SOMAESTHETIC GYMNASIUM: a place for cultivating somaesthetic abilities/sensitivities – consisting of semi-structured body-focused experiences, that stimulate the visitors capacity for somaesthetic pleasure, beauty and critical reflection.

‘INTELLIGENT’ BODY-FOCUSED INTERACTIVE ARTWORKS – Body-focused interactions that acknowledge, and are sensitive to the emotional dimensions of our physicality: the capacity for movement and touch to facilitate strong emotional recall, release, insight, inspiration etc. Maggie mentioned the idea of interactive art makers process as being one of ‘growing the computer’s neurology’, I think this is a powerful concept – to understand and expand on the computerised interactive systems ability to be in the world – to hold a representation of its environment, and its behavioyr within this environment – regardless of how simple this may be. [The memory of of our brain-mapping workshop comes to mind, with Lizzie's reflection that the maps she drew of her brain, could equally be a map of the world…].

◆ **SET EXERCISE A**:
Translate this sentence from the passage on the somaesthetic gymnasium into Spanish: "Body-focused interactions that acknowledge, and are sensitive to the emotional dimensions of our physicality: the capacity for movement and touch to facilitate strong emotional recall, release, insight, inspiration etc."
◆ **SET EXERCISE B**:
Copy the entries below word for word, starting at the first line of the entries and ending at the line that contains "(1040, 302)".

◆ **PROVIDED RECORDS**:
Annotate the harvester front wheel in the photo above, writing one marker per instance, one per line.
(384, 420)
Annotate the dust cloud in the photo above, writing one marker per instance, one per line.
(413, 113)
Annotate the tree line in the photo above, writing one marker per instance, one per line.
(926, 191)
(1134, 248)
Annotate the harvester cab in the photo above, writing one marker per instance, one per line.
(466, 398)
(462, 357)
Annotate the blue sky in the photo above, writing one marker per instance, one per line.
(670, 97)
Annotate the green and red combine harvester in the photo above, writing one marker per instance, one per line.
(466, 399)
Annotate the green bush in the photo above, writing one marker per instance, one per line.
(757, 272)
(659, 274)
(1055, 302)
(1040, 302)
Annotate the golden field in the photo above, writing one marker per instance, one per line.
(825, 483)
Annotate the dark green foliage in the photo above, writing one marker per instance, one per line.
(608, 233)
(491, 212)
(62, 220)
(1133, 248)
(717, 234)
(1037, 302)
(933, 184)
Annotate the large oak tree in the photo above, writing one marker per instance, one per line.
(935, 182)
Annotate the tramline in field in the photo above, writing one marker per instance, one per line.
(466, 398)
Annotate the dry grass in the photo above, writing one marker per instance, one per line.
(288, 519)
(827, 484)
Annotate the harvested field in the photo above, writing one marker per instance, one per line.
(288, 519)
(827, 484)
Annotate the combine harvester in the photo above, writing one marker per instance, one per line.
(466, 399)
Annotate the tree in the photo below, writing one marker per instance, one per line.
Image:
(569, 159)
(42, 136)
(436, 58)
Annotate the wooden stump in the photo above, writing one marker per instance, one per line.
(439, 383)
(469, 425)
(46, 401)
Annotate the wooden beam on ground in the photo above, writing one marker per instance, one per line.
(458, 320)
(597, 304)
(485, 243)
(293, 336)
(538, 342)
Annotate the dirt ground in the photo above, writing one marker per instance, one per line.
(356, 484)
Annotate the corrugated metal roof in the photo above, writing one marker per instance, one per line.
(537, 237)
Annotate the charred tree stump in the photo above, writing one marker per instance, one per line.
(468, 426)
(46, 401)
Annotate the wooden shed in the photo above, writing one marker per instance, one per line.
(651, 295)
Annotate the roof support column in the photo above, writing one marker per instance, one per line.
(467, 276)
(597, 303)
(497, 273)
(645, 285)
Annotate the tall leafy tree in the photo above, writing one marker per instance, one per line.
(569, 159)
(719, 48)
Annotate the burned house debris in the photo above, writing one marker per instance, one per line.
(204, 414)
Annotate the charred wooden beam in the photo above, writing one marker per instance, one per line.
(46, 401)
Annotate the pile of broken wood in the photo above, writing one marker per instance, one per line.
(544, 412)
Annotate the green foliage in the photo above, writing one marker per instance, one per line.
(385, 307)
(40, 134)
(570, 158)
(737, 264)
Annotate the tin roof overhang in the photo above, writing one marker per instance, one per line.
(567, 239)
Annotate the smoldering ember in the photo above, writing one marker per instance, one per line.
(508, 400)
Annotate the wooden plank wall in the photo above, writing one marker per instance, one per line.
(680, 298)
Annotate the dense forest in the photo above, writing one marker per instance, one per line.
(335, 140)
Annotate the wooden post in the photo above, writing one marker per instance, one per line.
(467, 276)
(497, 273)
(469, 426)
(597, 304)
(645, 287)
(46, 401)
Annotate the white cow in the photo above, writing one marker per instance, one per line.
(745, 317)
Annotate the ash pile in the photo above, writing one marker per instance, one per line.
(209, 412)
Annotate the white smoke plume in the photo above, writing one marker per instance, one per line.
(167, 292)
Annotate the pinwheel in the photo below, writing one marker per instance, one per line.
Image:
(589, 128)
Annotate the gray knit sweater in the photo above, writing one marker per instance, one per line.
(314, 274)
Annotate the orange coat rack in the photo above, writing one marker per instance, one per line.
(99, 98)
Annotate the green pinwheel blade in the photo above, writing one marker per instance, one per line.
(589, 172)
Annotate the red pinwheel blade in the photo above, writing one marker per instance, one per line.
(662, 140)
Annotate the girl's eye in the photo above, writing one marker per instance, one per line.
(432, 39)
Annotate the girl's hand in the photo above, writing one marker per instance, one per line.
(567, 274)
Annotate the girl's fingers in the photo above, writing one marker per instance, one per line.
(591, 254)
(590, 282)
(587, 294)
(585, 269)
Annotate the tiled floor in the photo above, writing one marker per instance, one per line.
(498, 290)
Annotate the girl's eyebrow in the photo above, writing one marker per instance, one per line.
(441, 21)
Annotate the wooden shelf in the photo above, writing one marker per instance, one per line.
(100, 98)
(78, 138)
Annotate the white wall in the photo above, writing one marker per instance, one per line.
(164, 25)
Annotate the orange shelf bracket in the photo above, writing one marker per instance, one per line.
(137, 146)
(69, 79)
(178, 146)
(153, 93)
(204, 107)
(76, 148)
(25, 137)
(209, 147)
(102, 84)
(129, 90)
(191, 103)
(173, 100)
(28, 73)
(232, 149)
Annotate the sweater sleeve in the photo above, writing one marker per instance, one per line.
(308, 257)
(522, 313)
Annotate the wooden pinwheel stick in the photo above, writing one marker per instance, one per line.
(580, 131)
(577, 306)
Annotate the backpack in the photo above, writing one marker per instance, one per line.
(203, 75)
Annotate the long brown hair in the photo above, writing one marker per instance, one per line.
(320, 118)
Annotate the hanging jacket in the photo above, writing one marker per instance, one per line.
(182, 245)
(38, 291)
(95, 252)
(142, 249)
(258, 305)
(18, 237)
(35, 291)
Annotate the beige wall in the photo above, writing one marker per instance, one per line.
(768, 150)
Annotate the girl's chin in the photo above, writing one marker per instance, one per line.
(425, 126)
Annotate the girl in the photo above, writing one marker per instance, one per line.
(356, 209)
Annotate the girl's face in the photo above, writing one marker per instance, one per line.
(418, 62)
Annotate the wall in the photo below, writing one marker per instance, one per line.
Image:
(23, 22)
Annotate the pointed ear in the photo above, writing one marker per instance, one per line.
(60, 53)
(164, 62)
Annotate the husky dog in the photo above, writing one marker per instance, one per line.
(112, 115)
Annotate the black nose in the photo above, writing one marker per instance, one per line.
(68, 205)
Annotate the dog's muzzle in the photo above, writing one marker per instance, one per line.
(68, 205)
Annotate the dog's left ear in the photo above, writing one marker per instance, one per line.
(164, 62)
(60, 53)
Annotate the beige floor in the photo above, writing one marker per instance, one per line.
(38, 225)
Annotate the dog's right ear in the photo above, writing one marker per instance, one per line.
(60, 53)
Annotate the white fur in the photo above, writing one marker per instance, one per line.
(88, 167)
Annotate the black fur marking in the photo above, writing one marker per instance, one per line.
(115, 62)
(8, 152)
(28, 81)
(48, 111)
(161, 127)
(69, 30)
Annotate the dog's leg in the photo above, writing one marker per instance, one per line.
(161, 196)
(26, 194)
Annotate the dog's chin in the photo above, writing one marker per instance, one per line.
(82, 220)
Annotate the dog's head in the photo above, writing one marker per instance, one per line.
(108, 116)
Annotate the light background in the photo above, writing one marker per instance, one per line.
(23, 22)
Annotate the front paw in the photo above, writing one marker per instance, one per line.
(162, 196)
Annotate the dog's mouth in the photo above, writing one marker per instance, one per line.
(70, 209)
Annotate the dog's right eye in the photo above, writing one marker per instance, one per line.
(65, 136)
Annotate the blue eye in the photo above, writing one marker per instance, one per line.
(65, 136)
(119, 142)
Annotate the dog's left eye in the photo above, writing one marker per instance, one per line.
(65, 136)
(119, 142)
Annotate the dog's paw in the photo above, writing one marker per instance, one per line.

◆ **PROBLEM SOLUTION A**:
Interacciones centradas en el cuerpo que reconocen las dimensiones emocionales de nuestra corporalidad y son sensibles a ellas: la capacidad del movimiento y del tacto para propiciar un intenso recuerdo emocional, liberación, comprensión, inspiración, etc.

◆ **PROBLEM SOLUTION B**:
Annotate the harvester front wheel in the photo above, writing one marker per instance, one per line.
(384, 420)
Annotate the dust cloud in the photo above, writing one marker per instance, one per line.
(413, 113)
Annotate the tree line in the photo above, writing one marker per instance, one per line.
(926, 191)
(1134, 248)
Annotate the harvester cab in the photo above, writing one marker per instance, one per line.
(466, 398)
(462, 357)
Annotate the blue sky in the photo above, writing one marker per instance, one per line.
(670, 97)
Annotate the green and red combine harvester in the photo above, writing one marker per instance, one per line.
(466, 399)
Annotate the green bush in the photo above, writing one marker per instance, one per line.
(757, 272)
(659, 274)
(1055, 302)
(1040, 302)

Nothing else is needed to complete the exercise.